Goal:
Pick out each line in the records below that has the word "wooden" in it, and copy those lines unchanged.

[START OF Information shown]

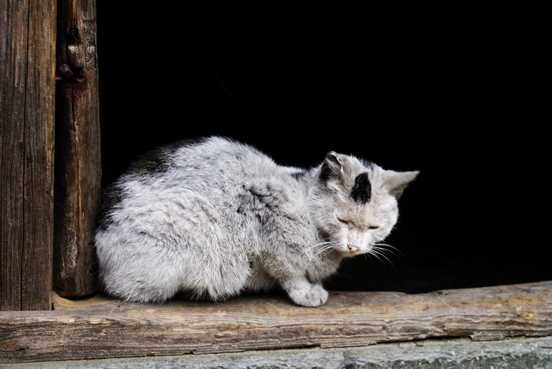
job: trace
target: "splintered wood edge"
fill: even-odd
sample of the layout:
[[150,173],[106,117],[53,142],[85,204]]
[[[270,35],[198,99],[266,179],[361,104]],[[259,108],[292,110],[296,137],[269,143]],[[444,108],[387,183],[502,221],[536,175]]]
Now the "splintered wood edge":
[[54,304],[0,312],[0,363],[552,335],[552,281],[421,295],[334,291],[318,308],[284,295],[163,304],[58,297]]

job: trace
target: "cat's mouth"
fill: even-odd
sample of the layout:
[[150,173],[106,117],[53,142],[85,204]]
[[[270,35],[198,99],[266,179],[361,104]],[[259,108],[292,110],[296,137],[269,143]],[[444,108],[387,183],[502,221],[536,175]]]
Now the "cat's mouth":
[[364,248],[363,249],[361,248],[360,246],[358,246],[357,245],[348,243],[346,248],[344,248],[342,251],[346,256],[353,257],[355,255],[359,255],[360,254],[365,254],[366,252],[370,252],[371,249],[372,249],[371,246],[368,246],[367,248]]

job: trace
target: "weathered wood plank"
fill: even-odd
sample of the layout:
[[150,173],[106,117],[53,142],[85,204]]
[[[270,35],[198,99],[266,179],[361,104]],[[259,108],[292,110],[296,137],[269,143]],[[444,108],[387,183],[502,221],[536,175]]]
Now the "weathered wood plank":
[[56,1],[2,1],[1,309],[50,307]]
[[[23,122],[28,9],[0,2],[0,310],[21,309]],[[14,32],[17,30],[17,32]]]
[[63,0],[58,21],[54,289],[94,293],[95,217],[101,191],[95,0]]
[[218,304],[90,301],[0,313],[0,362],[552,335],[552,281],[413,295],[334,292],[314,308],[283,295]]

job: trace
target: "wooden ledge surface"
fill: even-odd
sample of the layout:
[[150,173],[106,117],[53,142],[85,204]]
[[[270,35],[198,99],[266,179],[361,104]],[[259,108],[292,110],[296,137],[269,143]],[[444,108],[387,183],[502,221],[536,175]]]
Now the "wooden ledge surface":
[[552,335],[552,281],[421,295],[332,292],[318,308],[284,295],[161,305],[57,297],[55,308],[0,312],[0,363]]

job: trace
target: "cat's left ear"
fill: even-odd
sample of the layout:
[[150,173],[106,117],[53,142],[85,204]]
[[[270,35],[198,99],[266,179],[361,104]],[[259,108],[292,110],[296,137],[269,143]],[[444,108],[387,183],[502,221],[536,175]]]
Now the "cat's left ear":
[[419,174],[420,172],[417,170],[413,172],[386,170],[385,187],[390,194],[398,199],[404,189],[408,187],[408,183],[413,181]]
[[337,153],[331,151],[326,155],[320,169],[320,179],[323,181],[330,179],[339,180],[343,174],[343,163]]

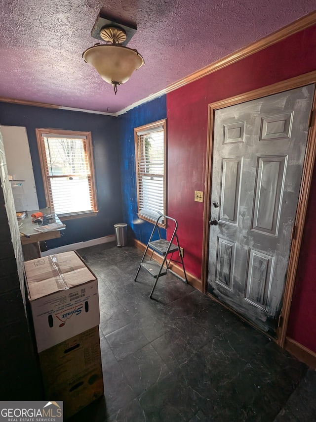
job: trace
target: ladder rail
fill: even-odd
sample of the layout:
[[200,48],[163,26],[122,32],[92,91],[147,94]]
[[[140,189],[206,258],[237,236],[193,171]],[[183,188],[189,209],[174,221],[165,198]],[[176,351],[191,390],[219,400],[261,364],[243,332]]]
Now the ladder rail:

[END OF Information shown]
[START OF Information shown]

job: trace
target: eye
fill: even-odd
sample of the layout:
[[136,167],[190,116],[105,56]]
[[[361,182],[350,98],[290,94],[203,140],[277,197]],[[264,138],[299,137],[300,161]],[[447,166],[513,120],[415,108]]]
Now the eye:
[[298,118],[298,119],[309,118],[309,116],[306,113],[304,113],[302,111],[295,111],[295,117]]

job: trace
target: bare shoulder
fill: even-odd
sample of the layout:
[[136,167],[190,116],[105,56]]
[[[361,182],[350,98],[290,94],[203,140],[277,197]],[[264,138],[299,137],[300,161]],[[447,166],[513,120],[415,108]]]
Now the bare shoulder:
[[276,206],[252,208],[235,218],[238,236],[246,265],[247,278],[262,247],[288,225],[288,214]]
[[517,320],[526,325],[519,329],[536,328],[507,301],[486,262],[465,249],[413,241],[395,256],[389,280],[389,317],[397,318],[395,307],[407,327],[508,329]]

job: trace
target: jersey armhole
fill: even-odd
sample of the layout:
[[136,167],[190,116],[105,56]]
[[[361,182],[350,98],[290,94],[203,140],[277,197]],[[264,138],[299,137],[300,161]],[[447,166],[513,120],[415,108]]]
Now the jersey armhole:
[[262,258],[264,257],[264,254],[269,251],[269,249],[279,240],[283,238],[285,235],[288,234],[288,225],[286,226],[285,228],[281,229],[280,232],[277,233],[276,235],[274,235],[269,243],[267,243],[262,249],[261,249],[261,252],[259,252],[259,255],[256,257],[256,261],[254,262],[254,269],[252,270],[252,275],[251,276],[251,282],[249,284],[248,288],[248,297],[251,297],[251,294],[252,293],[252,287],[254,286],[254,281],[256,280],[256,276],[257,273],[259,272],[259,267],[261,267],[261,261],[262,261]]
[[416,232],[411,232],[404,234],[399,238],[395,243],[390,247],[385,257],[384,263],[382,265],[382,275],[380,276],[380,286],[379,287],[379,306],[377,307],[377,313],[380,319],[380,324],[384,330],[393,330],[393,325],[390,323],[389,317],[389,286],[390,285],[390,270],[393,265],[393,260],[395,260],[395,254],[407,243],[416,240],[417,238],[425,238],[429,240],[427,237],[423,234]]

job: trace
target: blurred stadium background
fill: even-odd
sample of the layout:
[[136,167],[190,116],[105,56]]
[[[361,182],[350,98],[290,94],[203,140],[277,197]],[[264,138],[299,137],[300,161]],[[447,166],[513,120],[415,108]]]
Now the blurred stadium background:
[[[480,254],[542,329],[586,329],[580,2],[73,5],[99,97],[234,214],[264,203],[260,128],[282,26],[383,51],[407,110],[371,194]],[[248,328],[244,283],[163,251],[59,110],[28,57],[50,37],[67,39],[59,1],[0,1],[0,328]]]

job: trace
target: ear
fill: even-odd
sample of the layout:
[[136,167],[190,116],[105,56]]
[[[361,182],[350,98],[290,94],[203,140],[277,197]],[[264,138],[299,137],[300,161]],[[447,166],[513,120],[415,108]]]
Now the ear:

[END OF Information shown]
[START OF Information shown]

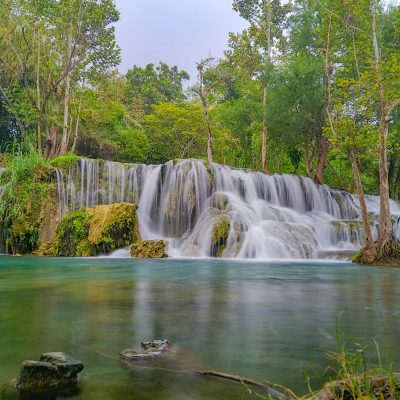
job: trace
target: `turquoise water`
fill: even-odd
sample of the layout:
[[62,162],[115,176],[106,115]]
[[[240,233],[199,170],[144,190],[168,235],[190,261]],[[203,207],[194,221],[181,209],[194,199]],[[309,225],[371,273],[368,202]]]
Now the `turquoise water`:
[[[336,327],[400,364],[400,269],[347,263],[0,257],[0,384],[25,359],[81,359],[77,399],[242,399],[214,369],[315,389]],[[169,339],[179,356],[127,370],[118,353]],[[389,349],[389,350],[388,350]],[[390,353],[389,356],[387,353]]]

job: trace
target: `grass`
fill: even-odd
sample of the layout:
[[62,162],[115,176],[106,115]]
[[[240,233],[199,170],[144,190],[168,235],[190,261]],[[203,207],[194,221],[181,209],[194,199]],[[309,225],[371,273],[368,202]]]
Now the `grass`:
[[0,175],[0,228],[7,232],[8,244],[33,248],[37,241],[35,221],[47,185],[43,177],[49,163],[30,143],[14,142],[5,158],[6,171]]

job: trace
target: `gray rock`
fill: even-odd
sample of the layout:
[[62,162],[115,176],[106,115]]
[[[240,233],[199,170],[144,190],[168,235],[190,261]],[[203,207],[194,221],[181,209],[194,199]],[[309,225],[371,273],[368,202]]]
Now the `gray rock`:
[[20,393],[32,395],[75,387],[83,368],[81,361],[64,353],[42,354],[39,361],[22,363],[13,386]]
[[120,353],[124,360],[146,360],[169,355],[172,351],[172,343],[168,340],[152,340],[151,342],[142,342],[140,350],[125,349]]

[END OF Information shown]

Response:
target: "wooden ledge surface"
Now the "wooden ledge surface":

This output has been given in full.